EXERCISE PROMPT => Transcribe, word for word, the line containing "of the beaded" and each line following it through the end of the listing below. Omit all other lines.

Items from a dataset
▶

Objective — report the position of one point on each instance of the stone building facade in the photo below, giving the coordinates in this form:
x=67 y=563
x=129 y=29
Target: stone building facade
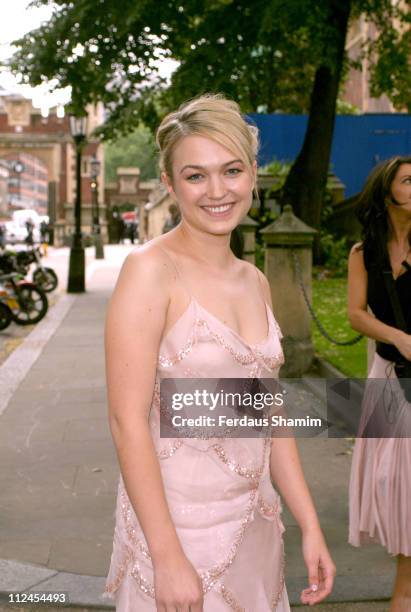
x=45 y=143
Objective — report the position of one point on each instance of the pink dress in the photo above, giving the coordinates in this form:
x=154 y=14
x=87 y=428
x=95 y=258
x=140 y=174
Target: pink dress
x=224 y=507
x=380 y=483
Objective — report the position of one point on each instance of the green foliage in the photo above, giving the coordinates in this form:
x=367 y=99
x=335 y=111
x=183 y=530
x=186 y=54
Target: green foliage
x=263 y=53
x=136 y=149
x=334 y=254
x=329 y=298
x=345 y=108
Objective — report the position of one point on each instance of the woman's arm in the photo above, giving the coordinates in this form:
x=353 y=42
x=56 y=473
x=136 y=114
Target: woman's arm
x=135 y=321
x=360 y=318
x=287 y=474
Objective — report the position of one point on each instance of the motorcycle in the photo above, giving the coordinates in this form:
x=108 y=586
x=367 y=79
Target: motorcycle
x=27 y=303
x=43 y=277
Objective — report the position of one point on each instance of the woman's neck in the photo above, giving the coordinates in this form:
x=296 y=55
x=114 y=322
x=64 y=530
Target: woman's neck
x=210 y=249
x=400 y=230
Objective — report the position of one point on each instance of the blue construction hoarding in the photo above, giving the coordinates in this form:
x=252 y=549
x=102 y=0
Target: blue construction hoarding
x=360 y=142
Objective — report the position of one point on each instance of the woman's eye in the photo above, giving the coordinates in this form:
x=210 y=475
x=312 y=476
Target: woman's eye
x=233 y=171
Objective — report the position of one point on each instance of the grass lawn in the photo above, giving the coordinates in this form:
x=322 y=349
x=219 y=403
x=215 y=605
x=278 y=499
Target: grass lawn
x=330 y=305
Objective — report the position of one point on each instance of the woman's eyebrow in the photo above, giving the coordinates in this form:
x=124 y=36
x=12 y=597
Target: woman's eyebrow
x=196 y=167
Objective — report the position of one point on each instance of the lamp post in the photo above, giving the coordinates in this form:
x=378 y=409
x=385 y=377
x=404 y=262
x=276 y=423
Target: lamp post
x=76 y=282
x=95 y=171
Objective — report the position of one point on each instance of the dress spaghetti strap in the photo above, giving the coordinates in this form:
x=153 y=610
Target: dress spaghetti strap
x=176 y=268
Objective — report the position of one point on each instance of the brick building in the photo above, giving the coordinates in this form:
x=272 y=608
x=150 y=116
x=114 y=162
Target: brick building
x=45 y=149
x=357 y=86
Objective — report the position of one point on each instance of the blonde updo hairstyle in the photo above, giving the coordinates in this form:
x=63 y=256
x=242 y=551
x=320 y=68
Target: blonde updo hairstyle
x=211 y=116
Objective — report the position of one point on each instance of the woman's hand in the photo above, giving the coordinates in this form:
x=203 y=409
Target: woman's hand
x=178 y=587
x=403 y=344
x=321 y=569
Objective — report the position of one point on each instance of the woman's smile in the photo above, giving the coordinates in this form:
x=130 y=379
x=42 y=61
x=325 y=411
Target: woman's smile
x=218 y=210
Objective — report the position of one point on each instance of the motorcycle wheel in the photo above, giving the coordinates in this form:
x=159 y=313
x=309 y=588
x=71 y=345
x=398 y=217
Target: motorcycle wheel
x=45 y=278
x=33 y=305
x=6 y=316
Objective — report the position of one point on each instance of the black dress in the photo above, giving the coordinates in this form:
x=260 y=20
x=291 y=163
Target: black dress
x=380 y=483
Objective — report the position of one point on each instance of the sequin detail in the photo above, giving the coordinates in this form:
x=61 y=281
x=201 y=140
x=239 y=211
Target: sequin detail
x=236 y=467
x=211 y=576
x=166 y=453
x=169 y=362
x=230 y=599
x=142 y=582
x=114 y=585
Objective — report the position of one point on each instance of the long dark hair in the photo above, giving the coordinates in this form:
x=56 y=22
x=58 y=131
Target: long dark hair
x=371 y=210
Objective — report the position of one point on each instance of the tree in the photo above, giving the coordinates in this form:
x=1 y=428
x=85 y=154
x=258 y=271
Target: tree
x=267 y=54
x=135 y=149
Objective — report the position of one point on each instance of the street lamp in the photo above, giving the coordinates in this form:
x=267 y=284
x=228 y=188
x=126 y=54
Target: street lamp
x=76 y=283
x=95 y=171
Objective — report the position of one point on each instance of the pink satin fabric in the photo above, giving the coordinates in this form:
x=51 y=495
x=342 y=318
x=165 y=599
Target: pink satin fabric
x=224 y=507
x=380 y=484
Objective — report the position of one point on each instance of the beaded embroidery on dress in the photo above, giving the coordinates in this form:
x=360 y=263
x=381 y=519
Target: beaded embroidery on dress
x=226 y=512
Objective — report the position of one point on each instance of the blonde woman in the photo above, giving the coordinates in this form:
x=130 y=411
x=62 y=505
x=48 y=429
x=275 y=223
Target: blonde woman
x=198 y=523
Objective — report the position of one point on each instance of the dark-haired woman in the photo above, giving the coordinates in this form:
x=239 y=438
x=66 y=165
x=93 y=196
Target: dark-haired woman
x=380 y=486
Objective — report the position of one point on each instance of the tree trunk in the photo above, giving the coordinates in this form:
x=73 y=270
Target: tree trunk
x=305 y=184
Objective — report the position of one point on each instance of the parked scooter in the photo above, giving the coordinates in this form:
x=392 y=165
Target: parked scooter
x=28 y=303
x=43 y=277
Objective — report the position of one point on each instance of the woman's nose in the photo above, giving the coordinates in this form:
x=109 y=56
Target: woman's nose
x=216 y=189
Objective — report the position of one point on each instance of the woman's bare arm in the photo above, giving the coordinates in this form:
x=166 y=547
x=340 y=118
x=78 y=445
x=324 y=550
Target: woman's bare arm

◀

RESULT FOR THIS TASK =>
Objective — report the position of one point on each instance of the beaded embroidery on dress in the photo above, giving the coordinates in this form:
x=360 y=263
x=381 y=519
Target: beaded embroidery on dress
x=226 y=512
Objective — report the position of one point on each instance of the blonde woman in the photo above, giving the coordinates in this form:
x=130 y=411
x=62 y=505
x=48 y=429
x=275 y=223
Target: blonde woman
x=198 y=523
Objective — report the position of one point on each instance of the dark-haired woman in the photo above, giving the coordinates in this form:
x=239 y=438
x=66 y=165
x=93 y=196
Target: dark-haired woman
x=380 y=486
Objective — report the position of one point on each instance of the tree trunk in the photo above, giving the coordinates in this form:
x=73 y=270
Target: tree trunk
x=305 y=184
Objective — report the position of one point on each instance of the parked scooter in the photo above, giving the coordinates in this form:
x=392 y=165
Target: parked scooter
x=28 y=303
x=43 y=277
Objective — report the position of one point on each instance of the woman's nose in the photo above, giving the coordinates in this form:
x=109 y=56
Target: woman's nose
x=216 y=189
Objective — report the position of one point on each instance of the woman's bare arm in the photo above, giving the coordinates in this form:
x=166 y=547
x=340 y=118
x=78 y=445
x=324 y=550
Target: woman's bare arm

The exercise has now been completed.